» **PROBLEM DESCRIPTION**: Even if a line seems odd, print it as it is, and include every record.

EXERCISE DATA Block Start

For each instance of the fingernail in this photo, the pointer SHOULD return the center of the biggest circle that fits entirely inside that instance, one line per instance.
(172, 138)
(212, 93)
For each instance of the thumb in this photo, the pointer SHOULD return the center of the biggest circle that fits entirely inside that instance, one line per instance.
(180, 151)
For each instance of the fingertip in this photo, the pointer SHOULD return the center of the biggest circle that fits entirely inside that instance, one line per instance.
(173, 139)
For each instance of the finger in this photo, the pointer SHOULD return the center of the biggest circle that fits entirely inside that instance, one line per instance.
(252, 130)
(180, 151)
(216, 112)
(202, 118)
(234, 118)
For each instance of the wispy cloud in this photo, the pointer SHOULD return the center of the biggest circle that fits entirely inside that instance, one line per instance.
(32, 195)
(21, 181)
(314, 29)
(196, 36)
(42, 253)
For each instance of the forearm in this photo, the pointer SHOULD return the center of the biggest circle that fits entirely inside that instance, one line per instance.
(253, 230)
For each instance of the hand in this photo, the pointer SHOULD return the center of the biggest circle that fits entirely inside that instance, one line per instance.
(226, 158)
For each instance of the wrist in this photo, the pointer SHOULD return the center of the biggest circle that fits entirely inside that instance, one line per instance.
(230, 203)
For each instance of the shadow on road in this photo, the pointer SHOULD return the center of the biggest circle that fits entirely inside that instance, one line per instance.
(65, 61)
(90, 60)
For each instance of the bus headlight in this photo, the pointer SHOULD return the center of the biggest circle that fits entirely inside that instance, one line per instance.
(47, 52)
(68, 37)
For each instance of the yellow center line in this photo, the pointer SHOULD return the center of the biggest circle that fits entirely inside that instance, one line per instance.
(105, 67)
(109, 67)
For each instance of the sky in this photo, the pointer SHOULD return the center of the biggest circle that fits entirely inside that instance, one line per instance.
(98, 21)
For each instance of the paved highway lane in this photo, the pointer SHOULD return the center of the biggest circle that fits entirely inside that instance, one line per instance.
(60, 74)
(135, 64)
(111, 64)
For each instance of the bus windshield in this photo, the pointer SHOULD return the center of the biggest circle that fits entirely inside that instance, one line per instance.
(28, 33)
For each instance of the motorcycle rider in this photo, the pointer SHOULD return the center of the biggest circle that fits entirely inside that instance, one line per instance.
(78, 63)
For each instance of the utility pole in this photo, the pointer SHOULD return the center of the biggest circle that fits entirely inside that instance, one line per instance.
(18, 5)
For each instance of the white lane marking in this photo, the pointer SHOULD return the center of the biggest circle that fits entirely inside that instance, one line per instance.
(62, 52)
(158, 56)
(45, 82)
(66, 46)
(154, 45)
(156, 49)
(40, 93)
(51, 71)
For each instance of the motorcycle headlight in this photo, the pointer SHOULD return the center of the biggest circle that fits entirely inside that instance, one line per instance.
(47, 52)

EXERCISE DATA Block End

» **RESPONSE**:
For each instance of the fingernail in this photo, the pointer SHOULD return the center of the biggest circle that fits entirely inside that instance, one line per instance.
(172, 138)
(212, 93)
For each instance of the thumb in this photo, the pointer SHOULD return the center of the biggest circle that fits entirely inside that instance, one line per instance.
(180, 151)
For each instance of the fingertip in this photo, the pointer SHOULD return the center of the biggest circle that fits entirely inside that instance, one line per instance.
(173, 139)
For each instance of the finger in this photo, the pointer SHOULD return the center of the biggest circle that fits entirely inside that instance, one line per instance.
(252, 130)
(180, 151)
(216, 112)
(202, 118)
(234, 118)
For each instance of the wispy cloud in this photo, the pointer SHOULD return the center of the biggest circle that fits entirely inside that instance, one line per instance.
(32, 195)
(21, 181)
(314, 29)
(196, 36)
(42, 253)
For each instance of the forearm in this photo, the pointer SHOULD return the center of the biggest circle that fits entirely inside that instance, one line per instance.
(253, 230)
For each instance of the hand in this photo, the pointer SHOULD return the center of the biggest circle that fits entirely inside that instance, one line per instance.
(226, 158)
For each instance of the wrist in this photo, the pointer SHOULD return the center of the biggest circle that fits entirely inside that instance, one line per instance.
(230, 203)
For each instance of the shadow on road in this photo, the pointer SHOULD return the center of the biggest circle that fits entirely inside that instance, one line per instance.
(65, 61)
(90, 60)
For each instance of the bus headlight in this photo, the pointer SHOULD return the center of the biggest circle that fits entirely inside that instance, one line per instance.
(47, 52)
(68, 37)
For each instance of the yellow center line in this photo, the pointer SHOULD return the center of the biggest circle that fits entirely inside that instance, one line per instance.
(105, 67)
(109, 67)
For each instance of the sky in this photo, the pointer SHOULD return the center of the biggest circle that fits entirely inside that instance, one line per instance.
(98, 21)
For each instance of the paved highway lane in this photo, the pointer SHOULD return the center of the biggest circle that fits entirely inside that instance, one line per instance.
(60, 74)
(135, 64)
(111, 64)
For each instance of the bus windshield in this photo, the pointer SHOULD return the center of the biggest circle that fits entirely inside that instance, one line per instance.
(28, 33)
For each instance of the motorcycle rider in this photo, the pointer SHOULD return the center of the biggest circle that fits entirely inside that instance, one line per instance.
(78, 63)
For each instance of the utility pole in this photo, the pointer SHOULD return the center of the biggest circle that fits entirely inside that instance, one line per instance.
(18, 5)
For each instance of the white lane marking in this photo, the pointer SHOULD return the center of the biggest circle that fits entirely inside that instance, one line per instance.
(62, 52)
(158, 56)
(45, 82)
(66, 46)
(154, 45)
(156, 49)
(40, 93)
(51, 71)
For each instance of the motorcycle headlight in this photo, the pointer SHOULD return the center of the biggest circle that fits entirely inside that instance, one line per instance.
(47, 52)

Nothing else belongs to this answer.